### Work required:
Each entry needs to be reproduced exactly, with none left out.
──────── Data extracts ────────
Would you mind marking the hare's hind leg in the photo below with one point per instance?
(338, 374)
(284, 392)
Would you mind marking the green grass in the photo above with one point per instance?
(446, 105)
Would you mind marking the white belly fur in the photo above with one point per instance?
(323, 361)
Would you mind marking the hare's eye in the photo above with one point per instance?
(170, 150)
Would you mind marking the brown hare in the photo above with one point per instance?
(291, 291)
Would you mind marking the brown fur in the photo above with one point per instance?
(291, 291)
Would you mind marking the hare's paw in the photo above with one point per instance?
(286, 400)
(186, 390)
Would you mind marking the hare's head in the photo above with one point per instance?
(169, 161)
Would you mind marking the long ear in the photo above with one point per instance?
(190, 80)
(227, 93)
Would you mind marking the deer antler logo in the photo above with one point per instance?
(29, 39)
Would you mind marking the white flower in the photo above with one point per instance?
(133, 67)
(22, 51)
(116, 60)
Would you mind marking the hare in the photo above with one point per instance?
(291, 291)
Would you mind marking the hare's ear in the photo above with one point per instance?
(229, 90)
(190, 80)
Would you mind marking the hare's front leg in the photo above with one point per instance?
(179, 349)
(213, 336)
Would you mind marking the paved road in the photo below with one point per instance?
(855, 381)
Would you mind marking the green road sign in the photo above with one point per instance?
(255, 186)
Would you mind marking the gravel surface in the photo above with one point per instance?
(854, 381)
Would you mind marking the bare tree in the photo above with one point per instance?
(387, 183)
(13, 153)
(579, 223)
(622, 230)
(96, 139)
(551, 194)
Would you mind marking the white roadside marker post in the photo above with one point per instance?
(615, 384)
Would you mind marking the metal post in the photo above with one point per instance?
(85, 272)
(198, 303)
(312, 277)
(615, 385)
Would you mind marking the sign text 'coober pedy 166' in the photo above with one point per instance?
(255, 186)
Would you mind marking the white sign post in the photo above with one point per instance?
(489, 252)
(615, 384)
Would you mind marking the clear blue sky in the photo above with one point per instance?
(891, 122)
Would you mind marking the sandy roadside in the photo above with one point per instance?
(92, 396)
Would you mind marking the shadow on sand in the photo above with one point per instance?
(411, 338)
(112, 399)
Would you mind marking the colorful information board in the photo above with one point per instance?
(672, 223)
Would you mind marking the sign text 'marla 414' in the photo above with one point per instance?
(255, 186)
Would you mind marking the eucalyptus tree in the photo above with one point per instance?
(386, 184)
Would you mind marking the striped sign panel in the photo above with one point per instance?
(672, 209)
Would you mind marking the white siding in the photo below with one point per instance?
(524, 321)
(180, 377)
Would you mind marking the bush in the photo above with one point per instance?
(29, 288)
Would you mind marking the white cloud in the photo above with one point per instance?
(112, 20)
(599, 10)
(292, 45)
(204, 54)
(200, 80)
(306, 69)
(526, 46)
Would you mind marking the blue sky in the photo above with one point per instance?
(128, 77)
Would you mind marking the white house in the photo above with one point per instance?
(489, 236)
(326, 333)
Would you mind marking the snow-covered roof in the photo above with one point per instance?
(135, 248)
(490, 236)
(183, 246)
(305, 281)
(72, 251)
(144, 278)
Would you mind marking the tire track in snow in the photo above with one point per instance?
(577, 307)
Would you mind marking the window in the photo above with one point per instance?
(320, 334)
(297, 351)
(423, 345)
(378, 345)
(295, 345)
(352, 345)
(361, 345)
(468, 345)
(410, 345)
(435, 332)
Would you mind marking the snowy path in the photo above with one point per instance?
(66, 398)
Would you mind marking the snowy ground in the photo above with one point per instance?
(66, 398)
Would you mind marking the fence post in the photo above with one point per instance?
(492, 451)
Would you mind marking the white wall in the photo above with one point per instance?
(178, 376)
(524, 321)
────────
### Problem solution:
Would you mind marking the hare's hind leg in the photo below with one point per instance?
(338, 374)
(284, 392)
Would you mind marking the green grass in the photo above with one point per instance?
(446, 105)
Would you mind marking the white belly fur in the photo above with one point per instance?
(323, 361)
Would you mind marking the hare's eye in the photo above with one point per instance?
(170, 150)
Would you mind marking the brown hare in the photo above with one point per instance?
(291, 291)
Would you mind marking the brown fur in the photo above with one point per instance?
(291, 291)
Would you mind marking the hare's paw in the photo above with one point per instance?
(286, 400)
(186, 390)
Would you mind marking the hare's head in the photo above with one point per instance?
(169, 161)
Would you mind marking the long ear in the photo above with one point per instance?
(190, 80)
(227, 93)
Would you mind marking the deer antler logo in the photo above with one point per instance?
(29, 39)
Would you mind marking the white flower in the photo above with one point per instance?
(133, 67)
(22, 51)
(116, 60)
Would you mind marking the hare in the photo above with one point per instance?
(291, 291)
Would you mind marking the hare's ear in the photo above with one point per instance?
(229, 90)
(190, 80)
Would you mind marking the hare's front leg in the photo above with one point per instance?
(179, 349)
(213, 336)
Would you mind marking the paved road in the photo below with one point per instance?
(855, 381)
Would you mind marking the green road sign in the photo above with one point per instance?
(255, 186)
Would you mind marking the gravel surface in the photo above with one point per instance?
(854, 381)
Would you mind marking the bare tree in the photo above with one point per instance?
(387, 183)
(13, 153)
(579, 223)
(622, 230)
(96, 139)
(551, 194)
Would you mind marking the white roadside marker post in the photo above with one point per instance?
(615, 384)
Would you mind marking the metal post in the photo above with one point per instance?
(85, 272)
(198, 303)
(312, 277)
(615, 385)
Would you mind marking the sign text 'coober pedy 166' in the photo above with one point per instance?
(255, 186)
Would you mind marking the white sign post in the photo above with one point per instance?
(489, 252)
(615, 384)
Would you mind marking the clear blue sky in the photo above with one point per instance?
(891, 122)
Would you mind marking the sandy roadside in the photo above with one point per instance?
(92, 396)
Would you mind marking the shadow on sand in the photo above with one point per instance?
(411, 338)
(112, 399)
Would you mind marking the colorful information board in the photo above with one point per instance?
(672, 223)
Would you mind marking the sign text 'marla 414' in the photo above with one point per instance?
(255, 186)
Would you mind marking the eucalyptus tree in the photo above with one point per instance?
(386, 184)
Would you mind marking the striped sign panel in the photo above with one point per instance?
(672, 209)
Would you mind marking the white siding in the photo below with one point per instance?
(524, 321)
(180, 377)
Would you mind marking the bush in the photo above with one point per instance?
(29, 288)
Would you mind marking the white cloud in the photo above with one point per instance?
(112, 20)
(599, 10)
(292, 45)
(204, 54)
(200, 80)
(306, 69)
(526, 46)
Would you mind marking the blue sky in the photo above with one point per instance?
(128, 77)
Would you mind marking the white house in the photo above with one point per instance?
(489, 236)
(326, 333)
Would you mind marking the snow-covered roof in the photo above with one point per instance?
(135, 248)
(490, 236)
(183, 246)
(305, 281)
(72, 251)
(144, 278)
Would you mind marking the tire track in snow in the photo above with one point per instance?
(577, 307)
Would you mind marking the window in the photo above with one point per instance?
(320, 334)
(297, 351)
(423, 345)
(378, 345)
(295, 345)
(352, 345)
(361, 345)
(468, 345)
(410, 345)
(435, 332)
Would you mind marking the snowy path in the photo above with one point per instance?
(66, 398)
Would you mind marking the snowy ground in the photo above with one point per instance?
(66, 398)
Would you mind marking the fence post in the photo above with one point per instance?
(492, 451)
Would you mind marking the white wall in the photo above with one point per instance?
(178, 376)
(524, 321)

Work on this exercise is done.